Begin with the line below holding "Where can you spot the large bushy" and go on through the line holding "Where can you spot the wooden", duplicating each line exactly and leaving out pictures.

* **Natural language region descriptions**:
══════════════════════════════
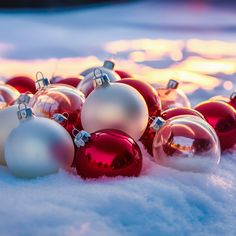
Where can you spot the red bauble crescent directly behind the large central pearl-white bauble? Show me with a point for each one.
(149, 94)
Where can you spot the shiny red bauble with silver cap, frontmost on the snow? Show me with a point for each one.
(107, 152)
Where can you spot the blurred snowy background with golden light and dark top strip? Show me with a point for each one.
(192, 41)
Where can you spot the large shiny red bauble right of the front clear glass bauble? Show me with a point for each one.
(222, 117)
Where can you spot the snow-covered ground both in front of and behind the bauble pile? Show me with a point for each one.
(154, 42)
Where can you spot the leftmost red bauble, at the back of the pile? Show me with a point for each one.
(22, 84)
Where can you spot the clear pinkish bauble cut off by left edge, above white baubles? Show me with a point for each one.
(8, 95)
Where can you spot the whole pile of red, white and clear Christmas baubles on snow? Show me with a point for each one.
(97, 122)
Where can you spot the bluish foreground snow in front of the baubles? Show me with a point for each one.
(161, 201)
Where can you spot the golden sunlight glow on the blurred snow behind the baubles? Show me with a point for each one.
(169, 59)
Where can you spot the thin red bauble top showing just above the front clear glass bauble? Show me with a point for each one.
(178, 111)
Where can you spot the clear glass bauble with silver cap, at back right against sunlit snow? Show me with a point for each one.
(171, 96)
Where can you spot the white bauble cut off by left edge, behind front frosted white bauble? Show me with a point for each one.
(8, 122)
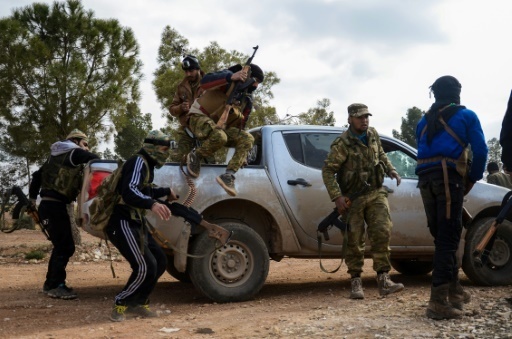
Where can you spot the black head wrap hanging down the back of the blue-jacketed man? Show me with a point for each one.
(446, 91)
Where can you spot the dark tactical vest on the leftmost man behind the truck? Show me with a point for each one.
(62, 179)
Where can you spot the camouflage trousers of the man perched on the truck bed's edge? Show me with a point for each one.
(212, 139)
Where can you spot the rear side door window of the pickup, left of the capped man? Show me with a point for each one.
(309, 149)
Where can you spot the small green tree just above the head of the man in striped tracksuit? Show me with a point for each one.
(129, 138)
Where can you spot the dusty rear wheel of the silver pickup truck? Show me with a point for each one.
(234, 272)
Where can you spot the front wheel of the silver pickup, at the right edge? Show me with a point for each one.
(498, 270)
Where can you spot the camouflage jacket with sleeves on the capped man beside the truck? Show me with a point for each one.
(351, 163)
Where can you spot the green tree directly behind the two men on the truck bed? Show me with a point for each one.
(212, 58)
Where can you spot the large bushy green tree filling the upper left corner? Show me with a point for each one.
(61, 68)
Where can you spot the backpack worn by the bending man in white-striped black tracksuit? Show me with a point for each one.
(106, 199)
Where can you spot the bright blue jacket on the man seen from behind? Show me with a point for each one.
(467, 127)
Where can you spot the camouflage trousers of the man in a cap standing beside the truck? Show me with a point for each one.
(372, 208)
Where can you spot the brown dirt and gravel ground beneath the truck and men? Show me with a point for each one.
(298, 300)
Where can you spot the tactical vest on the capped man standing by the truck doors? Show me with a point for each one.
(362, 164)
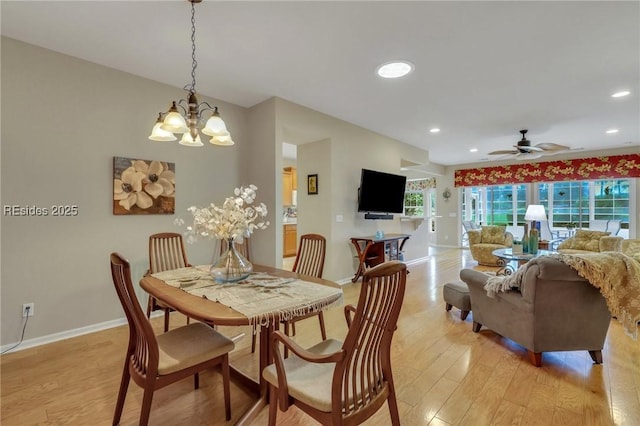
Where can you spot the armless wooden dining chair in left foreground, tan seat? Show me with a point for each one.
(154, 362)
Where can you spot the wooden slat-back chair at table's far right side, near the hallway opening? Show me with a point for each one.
══════════════════════════════
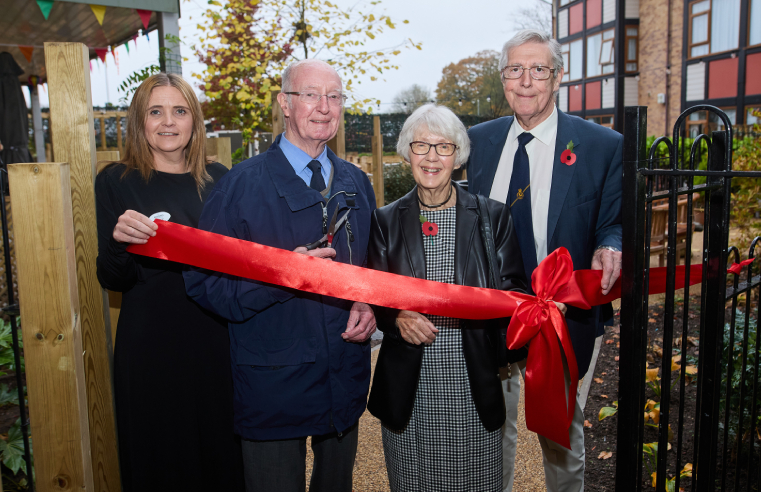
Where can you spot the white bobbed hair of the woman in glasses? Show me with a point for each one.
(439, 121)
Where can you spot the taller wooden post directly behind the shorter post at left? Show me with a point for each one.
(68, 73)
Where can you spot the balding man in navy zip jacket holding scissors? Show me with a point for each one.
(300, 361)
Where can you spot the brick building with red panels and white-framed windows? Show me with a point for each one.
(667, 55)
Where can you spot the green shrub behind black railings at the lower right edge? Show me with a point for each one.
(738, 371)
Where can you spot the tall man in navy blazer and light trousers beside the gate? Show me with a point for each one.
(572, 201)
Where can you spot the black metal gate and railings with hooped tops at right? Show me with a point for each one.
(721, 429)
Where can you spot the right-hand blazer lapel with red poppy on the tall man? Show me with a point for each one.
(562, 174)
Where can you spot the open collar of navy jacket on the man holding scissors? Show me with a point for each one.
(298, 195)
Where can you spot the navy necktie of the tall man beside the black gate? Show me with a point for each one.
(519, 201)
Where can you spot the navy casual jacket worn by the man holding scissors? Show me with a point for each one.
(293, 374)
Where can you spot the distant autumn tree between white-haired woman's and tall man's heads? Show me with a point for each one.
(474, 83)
══════════════════════════════
* **Output for this exercise**:
Where can you spot the large bushy green tree filling the upper left corner? Show me with a point for each one.
(61, 68)
Where can you spot the backpack worn by the bending man in white-striped black tracksuit? Show me with a point for each one.
(106, 199)
Where can you spot the bright blue jacket on the man seen from behind? Show me with a point for each one.
(467, 127)
Where can you spot the camouflage trousers of the man in a cap standing beside the truck? Show me with a point for each one.
(372, 208)
Where can you spot the brown dirt and gravel ground beneath the truck and men? Show me with a point for each one.
(298, 300)
Where can you spot the tactical vest on the capped man standing by the truck doors? Show me with a point for each one.
(362, 164)
Where can you spot the armless wooden dining chair in left foreground, tan seat? Show me with a point for each one.
(154, 362)
Where can you spot the wooden slat-back chair at table's far right side, near the hallway opening? Show me with a point for each one.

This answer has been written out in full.